**YOUR TASK:** Please quote the following records back word for word, covering every one of them.

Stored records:
____
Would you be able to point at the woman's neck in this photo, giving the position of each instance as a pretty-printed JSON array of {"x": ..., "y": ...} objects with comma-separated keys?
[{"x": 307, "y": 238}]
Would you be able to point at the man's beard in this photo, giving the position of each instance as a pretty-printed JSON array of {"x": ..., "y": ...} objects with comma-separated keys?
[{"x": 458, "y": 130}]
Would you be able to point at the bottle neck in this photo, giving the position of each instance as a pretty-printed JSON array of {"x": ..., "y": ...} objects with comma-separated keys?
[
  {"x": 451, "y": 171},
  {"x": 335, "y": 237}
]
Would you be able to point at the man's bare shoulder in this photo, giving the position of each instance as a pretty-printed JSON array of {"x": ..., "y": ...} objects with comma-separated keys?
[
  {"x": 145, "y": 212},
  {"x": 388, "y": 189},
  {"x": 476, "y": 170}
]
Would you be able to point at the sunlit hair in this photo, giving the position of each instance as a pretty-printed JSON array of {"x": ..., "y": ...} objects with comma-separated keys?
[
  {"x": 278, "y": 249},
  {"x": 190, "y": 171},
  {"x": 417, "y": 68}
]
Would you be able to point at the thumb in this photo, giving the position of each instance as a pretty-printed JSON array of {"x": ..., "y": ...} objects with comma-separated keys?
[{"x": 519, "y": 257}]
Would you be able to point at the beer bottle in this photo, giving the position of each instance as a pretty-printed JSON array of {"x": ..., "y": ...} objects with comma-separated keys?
____
**ANSWER FOR THIS EXERCISE:**
Would you be able to point at the woman's neck in this photo, giving the position of each instance as a pretty-printed JSON array of {"x": ..., "y": ...} objects with comma-separated keys?
[{"x": 307, "y": 238}]
Would you be able to point at the man's beard in this photo, giving the position of each instance as a pretty-printed JSON array of {"x": ..., "y": ...} objects with comma-separated keys?
[{"x": 458, "y": 130}]
Would you be able to point at the bottle neck in this photo, giving the position of each instance as a pretty-printed JSON array of {"x": ..., "y": ...} objects with comma-separated keys?
[
  {"x": 451, "y": 171},
  {"x": 335, "y": 237}
]
Would you be able to point at the man's bare shoulder in this photo, giving the position of each instance as a pretty-printed JSON array of {"x": ..., "y": ...} objects with comma-separated keys?
[
  {"x": 145, "y": 212},
  {"x": 388, "y": 189},
  {"x": 476, "y": 170}
]
Would you be able to point at the sunlit hair in this photo, giving the position of each instance as a pretty-printed JSON array of {"x": ..., "y": ...} objects with comma-separated keys?
[
  {"x": 278, "y": 249},
  {"x": 190, "y": 171},
  {"x": 417, "y": 68}
]
Would you be able to point at the thumb in this photo, giving the position of each instance as a pretty-printed JSON array of {"x": ..., "y": ...} objects with comma-separated keys?
[{"x": 519, "y": 257}]
Would you be able to point at the beer bottle in this photo, giving the position of each instance as a pretty-printed JSON array of {"x": ..., "y": ...} objects with comma-separated keys?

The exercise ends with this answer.